Dataset entries
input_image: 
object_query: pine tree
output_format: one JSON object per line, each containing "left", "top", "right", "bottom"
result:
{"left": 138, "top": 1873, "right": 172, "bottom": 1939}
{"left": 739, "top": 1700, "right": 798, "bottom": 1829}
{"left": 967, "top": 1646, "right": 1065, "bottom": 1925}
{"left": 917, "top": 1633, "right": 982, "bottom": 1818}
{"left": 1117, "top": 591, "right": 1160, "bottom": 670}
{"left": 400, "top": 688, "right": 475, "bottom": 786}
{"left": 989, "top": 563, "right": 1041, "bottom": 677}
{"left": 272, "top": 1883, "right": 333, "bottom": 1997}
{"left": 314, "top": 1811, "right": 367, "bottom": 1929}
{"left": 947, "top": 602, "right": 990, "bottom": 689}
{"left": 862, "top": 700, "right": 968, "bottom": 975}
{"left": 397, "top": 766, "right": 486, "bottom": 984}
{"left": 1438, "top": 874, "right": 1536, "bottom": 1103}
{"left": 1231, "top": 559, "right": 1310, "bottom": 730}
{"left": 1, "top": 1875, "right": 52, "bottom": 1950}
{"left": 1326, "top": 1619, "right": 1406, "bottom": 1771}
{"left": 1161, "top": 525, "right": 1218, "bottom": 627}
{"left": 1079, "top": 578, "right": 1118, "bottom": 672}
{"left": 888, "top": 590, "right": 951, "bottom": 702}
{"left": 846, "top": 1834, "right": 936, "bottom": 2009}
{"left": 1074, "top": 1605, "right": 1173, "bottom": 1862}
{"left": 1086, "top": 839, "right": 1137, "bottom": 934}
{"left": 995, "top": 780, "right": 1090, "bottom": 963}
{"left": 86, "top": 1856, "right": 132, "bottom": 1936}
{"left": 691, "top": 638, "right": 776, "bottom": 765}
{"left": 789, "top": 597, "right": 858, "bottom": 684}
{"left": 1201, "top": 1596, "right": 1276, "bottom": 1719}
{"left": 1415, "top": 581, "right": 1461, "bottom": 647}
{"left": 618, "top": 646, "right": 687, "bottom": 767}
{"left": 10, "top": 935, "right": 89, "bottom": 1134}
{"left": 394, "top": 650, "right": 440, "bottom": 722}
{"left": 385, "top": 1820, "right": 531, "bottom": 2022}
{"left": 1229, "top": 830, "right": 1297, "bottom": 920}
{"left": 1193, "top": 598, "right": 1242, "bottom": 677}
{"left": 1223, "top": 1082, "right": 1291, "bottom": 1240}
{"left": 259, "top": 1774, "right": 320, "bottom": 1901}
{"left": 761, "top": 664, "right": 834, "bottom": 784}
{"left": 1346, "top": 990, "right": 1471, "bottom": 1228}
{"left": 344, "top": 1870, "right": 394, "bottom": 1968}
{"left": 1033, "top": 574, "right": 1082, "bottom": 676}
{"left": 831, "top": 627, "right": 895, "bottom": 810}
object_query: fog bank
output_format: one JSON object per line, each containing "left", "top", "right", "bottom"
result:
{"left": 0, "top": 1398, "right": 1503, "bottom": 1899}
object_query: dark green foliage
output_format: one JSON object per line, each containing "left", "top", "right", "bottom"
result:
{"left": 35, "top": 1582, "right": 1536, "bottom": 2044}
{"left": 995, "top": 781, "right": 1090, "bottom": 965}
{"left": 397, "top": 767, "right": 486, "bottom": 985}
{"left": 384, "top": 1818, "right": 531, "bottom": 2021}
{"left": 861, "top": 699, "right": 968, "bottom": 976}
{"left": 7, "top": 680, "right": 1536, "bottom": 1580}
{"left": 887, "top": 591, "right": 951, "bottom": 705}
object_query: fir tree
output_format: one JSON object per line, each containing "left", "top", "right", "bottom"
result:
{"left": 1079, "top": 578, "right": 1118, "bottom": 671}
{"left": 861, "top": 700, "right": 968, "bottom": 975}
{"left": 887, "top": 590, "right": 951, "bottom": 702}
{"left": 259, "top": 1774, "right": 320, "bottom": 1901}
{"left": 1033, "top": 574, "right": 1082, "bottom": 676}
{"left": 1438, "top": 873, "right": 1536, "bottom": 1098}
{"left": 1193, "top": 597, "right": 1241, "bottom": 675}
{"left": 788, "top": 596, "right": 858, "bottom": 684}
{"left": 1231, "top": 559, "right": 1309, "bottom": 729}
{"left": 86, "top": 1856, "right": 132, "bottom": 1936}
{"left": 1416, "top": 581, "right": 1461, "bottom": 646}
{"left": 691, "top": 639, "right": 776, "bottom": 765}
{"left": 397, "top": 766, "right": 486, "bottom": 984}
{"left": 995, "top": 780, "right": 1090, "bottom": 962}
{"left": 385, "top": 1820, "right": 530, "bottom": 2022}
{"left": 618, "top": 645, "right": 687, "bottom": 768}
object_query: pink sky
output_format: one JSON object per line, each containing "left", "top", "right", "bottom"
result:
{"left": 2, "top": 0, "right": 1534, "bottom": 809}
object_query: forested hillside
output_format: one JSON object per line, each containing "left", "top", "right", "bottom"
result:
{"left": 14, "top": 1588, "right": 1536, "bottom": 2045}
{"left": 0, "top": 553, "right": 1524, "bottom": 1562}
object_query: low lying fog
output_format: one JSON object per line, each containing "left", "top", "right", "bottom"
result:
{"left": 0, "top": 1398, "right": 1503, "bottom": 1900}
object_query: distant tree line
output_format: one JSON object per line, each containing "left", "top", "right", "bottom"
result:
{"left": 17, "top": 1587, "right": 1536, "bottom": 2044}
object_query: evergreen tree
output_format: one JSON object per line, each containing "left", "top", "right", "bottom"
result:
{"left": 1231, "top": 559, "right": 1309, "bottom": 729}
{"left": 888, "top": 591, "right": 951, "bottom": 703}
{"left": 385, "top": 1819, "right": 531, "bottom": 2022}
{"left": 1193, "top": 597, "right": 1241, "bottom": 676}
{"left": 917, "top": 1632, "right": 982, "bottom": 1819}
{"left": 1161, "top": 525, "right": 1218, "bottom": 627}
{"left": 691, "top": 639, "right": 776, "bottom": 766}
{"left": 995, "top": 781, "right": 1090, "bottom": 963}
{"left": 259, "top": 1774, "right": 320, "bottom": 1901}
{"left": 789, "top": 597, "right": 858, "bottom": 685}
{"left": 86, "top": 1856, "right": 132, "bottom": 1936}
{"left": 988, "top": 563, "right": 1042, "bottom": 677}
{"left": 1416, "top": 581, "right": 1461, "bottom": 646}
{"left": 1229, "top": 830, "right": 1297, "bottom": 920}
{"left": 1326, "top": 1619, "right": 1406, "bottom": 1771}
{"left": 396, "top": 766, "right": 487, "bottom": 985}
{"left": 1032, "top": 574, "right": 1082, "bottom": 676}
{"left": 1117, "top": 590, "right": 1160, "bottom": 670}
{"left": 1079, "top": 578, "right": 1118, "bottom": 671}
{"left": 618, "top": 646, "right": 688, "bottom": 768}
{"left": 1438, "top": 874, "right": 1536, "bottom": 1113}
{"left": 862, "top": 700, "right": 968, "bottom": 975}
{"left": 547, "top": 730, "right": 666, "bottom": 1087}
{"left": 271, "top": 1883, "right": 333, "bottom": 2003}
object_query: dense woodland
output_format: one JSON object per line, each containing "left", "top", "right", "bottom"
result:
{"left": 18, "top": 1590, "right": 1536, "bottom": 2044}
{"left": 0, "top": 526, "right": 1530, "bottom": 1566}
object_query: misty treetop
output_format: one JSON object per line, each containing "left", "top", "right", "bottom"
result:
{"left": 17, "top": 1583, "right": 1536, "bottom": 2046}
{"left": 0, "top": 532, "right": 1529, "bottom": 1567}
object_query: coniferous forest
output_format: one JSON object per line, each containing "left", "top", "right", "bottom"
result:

• What you have to do
Please quote the records above exactly, without skipping a line.

• Reply to the exercise
input_image: 
object_query: pine tree
output_format: one JSON object per line, each containing "left", "top", "right", "bottom"
result:
{"left": 138, "top": 1873, "right": 172, "bottom": 1939}
{"left": 739, "top": 1700, "right": 798, "bottom": 1829}
{"left": 967, "top": 1646, "right": 1065, "bottom": 1925}
{"left": 917, "top": 1633, "right": 982, "bottom": 1818}
{"left": 1117, "top": 591, "right": 1160, "bottom": 670}
{"left": 400, "top": 688, "right": 475, "bottom": 786}
{"left": 989, "top": 563, "right": 1041, "bottom": 677}
{"left": 272, "top": 1883, "right": 333, "bottom": 1997}
{"left": 314, "top": 1811, "right": 367, "bottom": 1929}
{"left": 947, "top": 602, "right": 990, "bottom": 689}
{"left": 862, "top": 700, "right": 968, "bottom": 975}
{"left": 397, "top": 766, "right": 486, "bottom": 984}
{"left": 1438, "top": 874, "right": 1536, "bottom": 1103}
{"left": 1231, "top": 559, "right": 1310, "bottom": 730}
{"left": 1, "top": 1875, "right": 52, "bottom": 1950}
{"left": 1326, "top": 1619, "right": 1406, "bottom": 1771}
{"left": 1161, "top": 525, "right": 1218, "bottom": 627}
{"left": 1079, "top": 578, "right": 1118, "bottom": 672}
{"left": 888, "top": 590, "right": 951, "bottom": 702}
{"left": 846, "top": 1834, "right": 936, "bottom": 2009}
{"left": 1074, "top": 1605, "right": 1173, "bottom": 1862}
{"left": 1086, "top": 839, "right": 1137, "bottom": 934}
{"left": 995, "top": 780, "right": 1090, "bottom": 963}
{"left": 86, "top": 1856, "right": 132, "bottom": 1936}
{"left": 691, "top": 638, "right": 776, "bottom": 765}
{"left": 789, "top": 597, "right": 858, "bottom": 684}
{"left": 1201, "top": 1596, "right": 1276, "bottom": 1719}
{"left": 1415, "top": 581, "right": 1461, "bottom": 647}
{"left": 618, "top": 646, "right": 687, "bottom": 767}
{"left": 10, "top": 935, "right": 89, "bottom": 1134}
{"left": 394, "top": 650, "right": 440, "bottom": 722}
{"left": 385, "top": 1820, "right": 531, "bottom": 2022}
{"left": 1229, "top": 830, "right": 1297, "bottom": 920}
{"left": 1193, "top": 598, "right": 1242, "bottom": 677}
{"left": 1223, "top": 1082, "right": 1291, "bottom": 1240}
{"left": 259, "top": 1774, "right": 320, "bottom": 1901}
{"left": 761, "top": 664, "right": 834, "bottom": 784}
{"left": 1346, "top": 990, "right": 1471, "bottom": 1228}
{"left": 344, "top": 1870, "right": 394, "bottom": 1968}
{"left": 1033, "top": 574, "right": 1082, "bottom": 676}
{"left": 831, "top": 627, "right": 895, "bottom": 810}
object_query: fog bank
output_format: one JSON object per line, each containing "left", "top", "right", "bottom"
result:
{"left": 0, "top": 1398, "right": 1503, "bottom": 1899}
object_query: dark green foliage
output_format: one JSON object per line, each containing "left", "top", "right", "bottom"
result:
{"left": 35, "top": 1582, "right": 1536, "bottom": 2044}
{"left": 995, "top": 781, "right": 1090, "bottom": 965}
{"left": 397, "top": 767, "right": 486, "bottom": 985}
{"left": 384, "top": 1818, "right": 531, "bottom": 2021}
{"left": 861, "top": 699, "right": 968, "bottom": 976}
{"left": 7, "top": 680, "right": 1536, "bottom": 1580}
{"left": 887, "top": 591, "right": 951, "bottom": 705}
object_query: fir tree
output_format: one JSON object per line, each containing "left", "top", "right", "bottom"
result:
{"left": 1079, "top": 578, "right": 1118, "bottom": 671}
{"left": 861, "top": 700, "right": 968, "bottom": 975}
{"left": 887, "top": 590, "right": 951, "bottom": 702}
{"left": 259, "top": 1774, "right": 320, "bottom": 1901}
{"left": 1033, "top": 574, "right": 1082, "bottom": 676}
{"left": 1438, "top": 873, "right": 1536, "bottom": 1098}
{"left": 1193, "top": 597, "right": 1241, "bottom": 675}
{"left": 788, "top": 596, "right": 858, "bottom": 684}
{"left": 1231, "top": 559, "right": 1309, "bottom": 729}
{"left": 86, "top": 1856, "right": 132, "bottom": 1936}
{"left": 1416, "top": 581, "right": 1461, "bottom": 646}
{"left": 691, "top": 639, "right": 776, "bottom": 765}
{"left": 397, "top": 766, "right": 486, "bottom": 984}
{"left": 995, "top": 780, "right": 1090, "bottom": 962}
{"left": 385, "top": 1820, "right": 530, "bottom": 2022}
{"left": 618, "top": 645, "right": 687, "bottom": 768}
object_query: pink sky
output_format: one JSON object per line, each containing "left", "top", "right", "bottom"
result:
{"left": 2, "top": 0, "right": 1534, "bottom": 809}
object_query: forested hillside
output_format: one JSON object per line, each containing "left", "top", "right", "bottom"
result:
{"left": 14, "top": 1588, "right": 1536, "bottom": 2045}
{"left": 0, "top": 553, "right": 1524, "bottom": 1562}
object_query: low lying fog
output_format: one JSON object per line, each containing "left", "top", "right", "bottom"
result:
{"left": 0, "top": 1398, "right": 1503, "bottom": 1900}
object_query: distant tree line
output_format: one JSON object per line, each containing "left", "top", "right", "bottom"
result:
{"left": 17, "top": 1587, "right": 1536, "bottom": 2044}
object_query: evergreen tree
output_format: one JSON object per line, each containing "left", "top", "right", "bottom"
result:
{"left": 1231, "top": 559, "right": 1309, "bottom": 729}
{"left": 888, "top": 591, "right": 951, "bottom": 703}
{"left": 385, "top": 1819, "right": 531, "bottom": 2022}
{"left": 1193, "top": 597, "right": 1241, "bottom": 676}
{"left": 917, "top": 1632, "right": 982, "bottom": 1819}
{"left": 1161, "top": 525, "right": 1218, "bottom": 627}
{"left": 691, "top": 639, "right": 776, "bottom": 766}
{"left": 995, "top": 781, "right": 1090, "bottom": 963}
{"left": 259, "top": 1774, "right": 320, "bottom": 1901}
{"left": 789, "top": 597, "right": 858, "bottom": 685}
{"left": 86, "top": 1856, "right": 132, "bottom": 1936}
{"left": 988, "top": 563, "right": 1042, "bottom": 677}
{"left": 1416, "top": 581, "right": 1461, "bottom": 646}
{"left": 1229, "top": 830, "right": 1297, "bottom": 920}
{"left": 1326, "top": 1619, "right": 1406, "bottom": 1771}
{"left": 396, "top": 766, "right": 487, "bottom": 985}
{"left": 1032, "top": 574, "right": 1082, "bottom": 676}
{"left": 1117, "top": 590, "right": 1160, "bottom": 670}
{"left": 1079, "top": 578, "right": 1118, "bottom": 671}
{"left": 618, "top": 646, "right": 688, "bottom": 768}
{"left": 1438, "top": 874, "right": 1536, "bottom": 1113}
{"left": 862, "top": 700, "right": 968, "bottom": 975}
{"left": 547, "top": 730, "right": 666, "bottom": 1087}
{"left": 271, "top": 1883, "right": 333, "bottom": 2003}
object_query: dense woodland
output_format: one JSON object per line, each containing "left", "top", "right", "bottom"
result:
{"left": 18, "top": 1590, "right": 1536, "bottom": 2044}
{"left": 0, "top": 526, "right": 1530, "bottom": 1566}
object_query: misty treetop
output_format: one JSON object per line, each containing "left", "top", "right", "bottom"
result:
{"left": 17, "top": 1583, "right": 1536, "bottom": 2046}
{"left": 0, "top": 532, "right": 1529, "bottom": 1567}
object_query: coniferous forest
output_format: one JSON object per line, each containing "left", "top", "right", "bottom"
result:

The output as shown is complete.